### ENUNCIADO 1
Responda com base no excerto:
(a) Em que faixa de idade está o escocês?
(b) O que cobre permanentemente o pouco cabelo dele?
(c) Com que dois personagens dos Marretas é feita a comparação?
### ENUNCIADO 2
Segundo o excerto, o escocês incentiva-nos por certas coisas. Enumere todas as que são indicadas.

### EXCERTO FORNECIDO
= = = =
De casaco simples mas com capuz, de sapatos quentes mas sem vontade de os usar, de cabeça num mergulho de praia mas refém num escritório de cimento.

Sorrindo por antecipação e amargurado pela demora! 😦 Quase a caminho. 😉

Aquele abraço.

https://youtu.be/xSji7VVNetY

Escoceses…

Há sempre um sorriso quando ele chega. A maneira de falar, o sotaque que uma vida não mudará, o sarcasmo muito bem aprimorado, eis o amigalhaço escocês logo pela manhã! Este homem é o personagem mais terapêutico do edifício em que me encontro: tem absoluta noção de onde está, porque está e quanto tempo vai estar e, acima de tudo, ainda nos ensina o porquê de tudo isto lhe dar tanto gozo.

Há que criar o contexto para que percebam melhor: indivíduo na casa dos seus sessenta anos, com pouco cabelo – que permanece permanentemente coberto por um gorro, aqueles óculos caídos pelo nariz, os poucos cabelos brancos e o olhar entre a parte de cima dos óculos e os teus olhos. Um encolher de ombros quando as condições meteorológicas mudam – algo que, aqui, acontece a cada piscar de olhos, um sorriso perante o Sol e uma imediata piada, com aquele sotaque bem profundo, contatando algo como: foi por causa deste Sol que me mudei para este país “tropical”.

Incentiva-nos pela experiência de vida que nos vai contando, pela piada que sabe que o seu sotaque causa – há inclusivé um outro escocês que diz não o entender muito bem (e sorri, enquanto o diz) e pela rapidez de raciocínio com que alimenta o diálogo – que por vezes se torna num monólogo – de tal maneira os restantes intervenientes ficam de queixo caído perante o “dialecto”.

A melhor comparação que conheço, para vos tentar elucidar, serão os dois velhotes dos Marretas (Statler & Waldorf) mas, e este mas faz toda a diferença, naqueles momentos de elevado sarcasmo que, pelo menos uma vez, terminam com um velhote desaparecido do balcão e o outro a perguntar “ele saltou?”

A semana começa numa segunda-feira mas o sentido de humor nunca adormece!
= = = =
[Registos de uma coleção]
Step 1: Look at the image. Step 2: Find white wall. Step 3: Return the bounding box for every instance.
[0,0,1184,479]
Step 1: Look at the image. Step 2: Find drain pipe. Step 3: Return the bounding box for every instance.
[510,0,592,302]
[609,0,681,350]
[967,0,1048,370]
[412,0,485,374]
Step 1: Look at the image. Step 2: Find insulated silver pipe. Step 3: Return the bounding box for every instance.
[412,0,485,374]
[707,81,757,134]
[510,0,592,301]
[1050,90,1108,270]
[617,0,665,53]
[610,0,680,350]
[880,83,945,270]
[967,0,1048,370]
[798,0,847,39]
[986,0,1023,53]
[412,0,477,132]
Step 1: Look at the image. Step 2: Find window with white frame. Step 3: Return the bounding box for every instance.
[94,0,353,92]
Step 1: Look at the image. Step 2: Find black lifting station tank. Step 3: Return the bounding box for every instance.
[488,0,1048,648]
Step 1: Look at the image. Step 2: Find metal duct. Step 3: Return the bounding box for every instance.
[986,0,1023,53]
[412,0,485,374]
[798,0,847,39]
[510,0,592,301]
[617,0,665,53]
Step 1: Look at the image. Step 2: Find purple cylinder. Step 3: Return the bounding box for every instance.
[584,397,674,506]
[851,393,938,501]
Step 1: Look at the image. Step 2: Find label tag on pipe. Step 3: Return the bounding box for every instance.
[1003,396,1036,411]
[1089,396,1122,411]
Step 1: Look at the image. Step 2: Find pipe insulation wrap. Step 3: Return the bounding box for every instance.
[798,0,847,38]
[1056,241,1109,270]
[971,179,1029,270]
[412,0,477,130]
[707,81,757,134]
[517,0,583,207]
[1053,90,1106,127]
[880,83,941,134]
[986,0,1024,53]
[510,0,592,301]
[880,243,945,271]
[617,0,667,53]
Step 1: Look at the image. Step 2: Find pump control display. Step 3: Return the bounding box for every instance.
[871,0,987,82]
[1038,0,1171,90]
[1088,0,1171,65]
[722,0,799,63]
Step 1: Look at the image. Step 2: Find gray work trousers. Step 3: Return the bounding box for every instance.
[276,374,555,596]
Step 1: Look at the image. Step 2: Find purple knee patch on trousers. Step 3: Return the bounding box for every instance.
= = = =
### RESOLUÇÃO 1
(a) Está na casa dos sessenta anos.
(b) Um gorro.
(c) Com os dois velhotes dos Marretas, Statler & Waldorf.

### RESOLUÇÃO 2
- A experiência de vida que nos vai contando.
- A piada que sabe que o seu sotaque causa.
- A rapidez de raciocínio com que alimenta o diálogo.